#### EXCERPT TO READ ####

People would apologise profusely, as if they should know what to say. So to reassure everyone: you don’t need to say anything. Maybe it’s part of our first world culture where words are the answer for everything. In Jamaica they don’t think about a verbal formula that will make the pain go away. But because deaths aren’t part of our daily lives here, and yet we think we should know what to say, embarrassment and awkwardness prevails.

What I was most profoundly grateful for was just to be able to talk about Tony, in front of the kids, not in a ‘let’s talk about your dad dying’ or in a hushed, reverent voice – Jake couldn’t bear that voice, it really upset him – but in a normal way. What was most useful was someone talking normally saying: remember that Tony had three sugars in his tea – something irreverent. Or: Tony would have been thrilled to see Arsenal won today. Keeping references about the boring stuff alive. “I’ve gone and burnt the Yorkshires, Tony never would have done that.”

Grieving isn’t about ‘looking on the bright side’

For me, there’s an odd thing that people do when confronted by the horror of someone they love in despair. There’s a strong impulse in people – though this really came to the fore when I was diagnosed with cancer – when people would try to find a ‘bright side’ to look on. Try and find something to say to cheer you up. Maybe I’m wrong, maybe there are humans who cheer up because someone says ‘things could be worse’. But for me, what made me feel better was when people said ‘what happened was catastrophically, unbearably horrifyingly terrible’.

#### STORED DATA ####

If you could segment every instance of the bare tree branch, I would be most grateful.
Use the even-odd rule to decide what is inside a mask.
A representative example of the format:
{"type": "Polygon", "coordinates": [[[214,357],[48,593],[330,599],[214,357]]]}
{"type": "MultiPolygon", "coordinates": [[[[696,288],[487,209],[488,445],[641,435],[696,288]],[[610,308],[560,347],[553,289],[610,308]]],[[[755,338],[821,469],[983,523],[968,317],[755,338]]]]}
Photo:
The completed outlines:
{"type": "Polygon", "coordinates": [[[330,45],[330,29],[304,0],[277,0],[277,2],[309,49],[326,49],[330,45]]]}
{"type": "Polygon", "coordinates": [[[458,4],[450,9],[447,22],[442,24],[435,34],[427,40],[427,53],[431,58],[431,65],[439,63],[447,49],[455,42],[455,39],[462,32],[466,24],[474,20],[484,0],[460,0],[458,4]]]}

####
#### STORED DATA ####

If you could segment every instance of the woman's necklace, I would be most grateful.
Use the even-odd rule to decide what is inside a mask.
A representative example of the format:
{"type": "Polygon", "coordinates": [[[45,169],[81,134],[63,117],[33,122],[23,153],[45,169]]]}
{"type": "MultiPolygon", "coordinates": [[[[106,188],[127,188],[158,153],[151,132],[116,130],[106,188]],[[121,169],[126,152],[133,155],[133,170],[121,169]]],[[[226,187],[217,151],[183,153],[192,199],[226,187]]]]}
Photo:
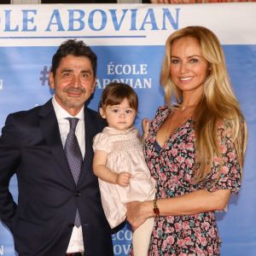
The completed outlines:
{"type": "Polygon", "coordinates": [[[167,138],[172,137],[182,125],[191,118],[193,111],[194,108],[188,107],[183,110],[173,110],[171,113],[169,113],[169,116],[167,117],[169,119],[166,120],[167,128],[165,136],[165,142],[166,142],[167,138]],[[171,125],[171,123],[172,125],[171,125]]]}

####

▶ **WHAT YOU WILL DO**:
• a. Copy out the part of the grief passage that opens with the words containing "People would apologise" and closes with "and awkwardness prevails.".
• b. According to the grief passage, how many sugars did Tony have in his tea?
The records have nothing to do with the grief passage.

▶ **YOUR WRITTEN ANSWERS**:
• a.
People would apologise profusely, as if they should know what to say. So to reassure everyone: you don’t need to say anything. Maybe it’s part of our first world culture where words are the answer for everything. In Jamaica they don’t think about a verbal formula that will make the pain go away. But because deaths aren’t part of our daily lives here, and yet we think we should know what to say, embarrassment and awkwardness prevails.

• b. Three.